What if we just stopped at the manufacturing of the floor tile? Is there anything about this that assures it will stay the same shape and color on the way to my house? Here, again, we could resort quickly to various laws of physics and chemistry. But, what about those? Surely these physical laws and chemical compounds held constant during each moment of my journey. At any moment of investigation along the way, I would have the same question. Why this, and not that? Aristotle gives us answers. Formal, material, efficient, and final causes each represent actualized potentials. Thus, we can understand the cause(s) of the floor tile in a multifaceted way. We need not stop with a sequence of events. Such a sequence is accidental to the tile itself as it stands (or is stood upon) right now.
If we are only focused on causality in terms of temporal events, then we will ultimately lack sufficient explanation for anything. To take another example, as I look out into my front yard, I see my son’s Big Wheel. I could say the cause of the Big Wheel in my front yard is that my son left it there yesterday afternoon. Maybe I could press on and ask how the Big Wheel got to my son. And then we could talk about the plant, factory, workers, shipping, etc. Ultimately, we would just be explaining each thing by appealing to the prior event ad infinitum. However, this does not really tell us much. Why not ask why the Big Wheel exists as it does? Why does the Big Wheel not spontaneously melt or turn into a pumpkin? Why not ask why the Big Wheel does not collapse into non-being? These are metaphysically interesting questions. Such questions help us understand reality.

--- --- ---

Problems to solve:
1 - In the passage on causality, condense the paragraph beginning "If we are only focused on causality" into a shorter version that keeps its main facts.
2 - Extract the portion of the passage on causality starting at "If we are only" and ending at "us understand reality.".
The entries that come next are separate material, unrelated to the passage on causality.

[Stored records]
--- --- ---

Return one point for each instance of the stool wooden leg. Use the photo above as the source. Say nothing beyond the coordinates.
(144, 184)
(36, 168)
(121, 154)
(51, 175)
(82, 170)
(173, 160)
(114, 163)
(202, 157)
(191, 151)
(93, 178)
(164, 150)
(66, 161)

--- --- ---

Answers to the problems:
1 - Treating causality only as a chain of temporal events leaves nothing sufficiently explained. The writer's son's Big Wheel is in the front yard because the son left it there yesterday afternoon. One could trace it further back to how it reached the son, then to the plant, factory, workers and shipping. Each event would be explained by a prior one without end, which tells us little. More useful questions ask why the Big Wheel exists as it does, why it doesn't spontaneously melt or turn into a pumpkin, and why it doesn't collapse into non-being. Such metaphysically interesting questions help us understand reality.

2 -
If we are only focused on causality in terms of temporal events, then we will ultimately lack sufficient explanation for anything. To take another example, as I look out into my front yard, I see my son’s Big Wheel. I could say the cause of the Big Wheel in my front yard is that my son left it there yesterday afternoon. Maybe I could press on and ask how the Big Wheel got to my son. And then we could talk about the plant, factory, workers, shipping, etc. Ultimately, we would just be explaining each thing by appealing to the prior event ad infinitum. However, this does not really tell us much. Why not ask why the Big Wheel exists as it does? Why does the Big Wheel not spontaneously melt or turn into a pumpkin? Why not ask why the Big Wheel does not collapse into non-being? These are metaphysically interesting questions. Such questions help us understand reality.